◆ WHAT NEEDS TO BE DONE
Write out all the data again, exactly as shown.

━━━━━━━━

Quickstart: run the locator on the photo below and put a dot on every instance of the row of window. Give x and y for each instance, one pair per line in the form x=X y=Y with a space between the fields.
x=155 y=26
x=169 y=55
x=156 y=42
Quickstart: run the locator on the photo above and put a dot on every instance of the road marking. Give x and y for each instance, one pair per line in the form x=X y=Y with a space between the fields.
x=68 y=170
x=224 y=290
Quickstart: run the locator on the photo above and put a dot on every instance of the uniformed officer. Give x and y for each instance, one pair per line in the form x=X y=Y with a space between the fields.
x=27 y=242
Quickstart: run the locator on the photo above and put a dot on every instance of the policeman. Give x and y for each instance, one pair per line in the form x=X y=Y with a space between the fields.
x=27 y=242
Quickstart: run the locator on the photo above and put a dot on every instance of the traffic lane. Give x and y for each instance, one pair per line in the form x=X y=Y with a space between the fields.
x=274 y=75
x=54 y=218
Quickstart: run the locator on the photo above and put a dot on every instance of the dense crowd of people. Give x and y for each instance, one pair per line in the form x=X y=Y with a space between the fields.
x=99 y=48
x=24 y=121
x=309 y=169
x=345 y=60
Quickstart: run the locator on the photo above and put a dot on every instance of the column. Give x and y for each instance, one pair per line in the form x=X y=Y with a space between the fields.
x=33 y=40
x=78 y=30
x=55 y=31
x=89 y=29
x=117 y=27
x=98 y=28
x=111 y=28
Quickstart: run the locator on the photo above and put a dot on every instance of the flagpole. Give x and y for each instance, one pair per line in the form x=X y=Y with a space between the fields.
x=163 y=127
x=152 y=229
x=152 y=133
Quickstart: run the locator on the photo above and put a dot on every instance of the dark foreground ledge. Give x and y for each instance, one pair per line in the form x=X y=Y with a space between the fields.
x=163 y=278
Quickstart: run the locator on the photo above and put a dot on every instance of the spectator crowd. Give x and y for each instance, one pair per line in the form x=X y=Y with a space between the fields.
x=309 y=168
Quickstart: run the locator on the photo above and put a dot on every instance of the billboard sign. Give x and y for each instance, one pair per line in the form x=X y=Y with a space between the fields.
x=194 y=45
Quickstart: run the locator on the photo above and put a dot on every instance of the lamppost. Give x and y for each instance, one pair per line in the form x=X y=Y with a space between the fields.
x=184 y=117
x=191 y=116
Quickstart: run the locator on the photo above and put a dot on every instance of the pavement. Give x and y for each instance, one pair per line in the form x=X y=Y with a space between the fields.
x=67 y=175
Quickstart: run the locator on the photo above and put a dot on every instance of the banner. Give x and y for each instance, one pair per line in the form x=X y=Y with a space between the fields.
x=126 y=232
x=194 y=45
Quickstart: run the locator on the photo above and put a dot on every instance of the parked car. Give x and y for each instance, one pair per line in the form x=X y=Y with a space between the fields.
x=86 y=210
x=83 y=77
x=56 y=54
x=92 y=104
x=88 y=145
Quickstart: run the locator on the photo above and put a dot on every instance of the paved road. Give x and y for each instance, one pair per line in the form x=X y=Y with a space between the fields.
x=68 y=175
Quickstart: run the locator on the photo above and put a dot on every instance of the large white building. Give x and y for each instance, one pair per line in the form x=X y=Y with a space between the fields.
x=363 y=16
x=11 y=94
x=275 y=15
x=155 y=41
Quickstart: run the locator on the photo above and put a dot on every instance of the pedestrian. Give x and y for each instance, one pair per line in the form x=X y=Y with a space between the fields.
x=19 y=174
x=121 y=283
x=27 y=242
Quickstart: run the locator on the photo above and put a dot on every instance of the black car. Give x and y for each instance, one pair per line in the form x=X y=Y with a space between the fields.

━━━━━━━━

◆ WRITTEN RESPONSE
Quickstart: run the locator on the photo below and put a dot on every instance of the row of window. Give x and y for each instance, one pair per line in the form x=X y=Y with a space between the fields.
x=155 y=26
x=169 y=55
x=156 y=42
Quickstart: run the locator on the photo above and put a dot on every instance of the road marking. Give x and y for each instance, one pair per line in the form x=X y=Y with a space between the fields.
x=68 y=170
x=224 y=290
Quickstart: run the locator on the photo above and put a dot on every instance of the uniformed officer. Give x and y for each instance, one pair per line in the form x=X y=Y with a space between the fields.
x=27 y=242
Quickstart: run the locator on the photo above and put a dot on every instance of the policeman. Give x and y for each instance, one pair per line in the form x=X y=Y with a space between the fields.
x=27 y=242
Quickstart: run the locator on the photo above and put a dot on every instance of the traffic lane. Give x and y for each instance, one pair per line in the form x=X y=Y with a space between the fields.
x=274 y=75
x=54 y=218
Quickstart: run the locator on the photo above and put a dot on every instance of the dense crowd of people. Give x and y for each instance, one pair per line in the form x=X y=Y with a space between the fields.
x=99 y=48
x=24 y=121
x=309 y=169
x=345 y=60
Quickstart: run the locator on the photo above and put a dot on every instance of the column. Give x and y for each instance, one pair per line in the form x=X y=Y with a space between the fields.
x=33 y=40
x=78 y=30
x=55 y=31
x=89 y=29
x=117 y=27
x=98 y=28
x=111 y=28
Quickstart: run the locator on the photo above and put a dot on every instance of the flagpole. Give x and y for each instance, one pair per line in the form x=X y=Y with a space between the fields.
x=163 y=127
x=152 y=229
x=152 y=133
Quickstart: run the locator on the photo above and put a dot on every instance of the dark foreground ledge. Give x and y for each instance, one pair per line in the form x=X y=Y with a space between the fields.
x=163 y=278
Quickstart: run the locator on the photo above and put a dot on every instance of the spectator crowd. Give x and y for each instance, one pair per line in the form x=X y=Y with a space between the fields.
x=309 y=168
Quickstart: run the locator on the photo above and put a dot on every instance of the billboard sign. Give x and y for each instance, one pair per line in the form x=X y=Y with a space between the fields.
x=194 y=45
Quickstart: run the locator on the photo above and put a dot on every instance of the lamppost. Give x and y for each instance, one pair per line in the form x=X y=Y with a space between the fields.
x=184 y=117
x=191 y=116
Quickstart: run the locator on the photo above and put a dot on every instance of the pavement. Give x and y for each instance, one pair per line in the form x=X y=Y with a space between the fields.
x=67 y=175
Quickstart: run the locator on the photo above and put a dot on every instance of the banner. Give x and y for each instance, one pair per line in the form x=X y=Y with a space between the fields.
x=126 y=232
x=194 y=45
Quickstart: run the locator on the photo above and put a dot on every instance of the parked car. Give x and y for each instance, one pair per line in the form x=X y=Y with a space between the fields.
x=86 y=210
x=83 y=77
x=56 y=54
x=92 y=104
x=88 y=145
Quickstart: run the locator on the photo above and put a dot on every instance of the paved road. Give x and y for each instance, one pair per line in the form x=X y=Y with a space between the fields.
x=68 y=175
Quickstart: run the locator on the photo above and put a dot on every instance of the large white building. Give x and y for each instance, one pair per line in the form x=X y=Y with a space between the fields.
x=363 y=16
x=11 y=94
x=275 y=15
x=155 y=41
Quickstart: run the locator on the photo above and put a dot on every instance of the pedestrian. Give x and y for each instance, one pair per line in the form x=X y=Y with a space between the fields.
x=19 y=174
x=121 y=283
x=27 y=242
Quickstart: run the locator on the photo above and put a dot on every instance of the black car. Give x and y for each instance, one pair per line in the form x=X y=Y with a space between the fields.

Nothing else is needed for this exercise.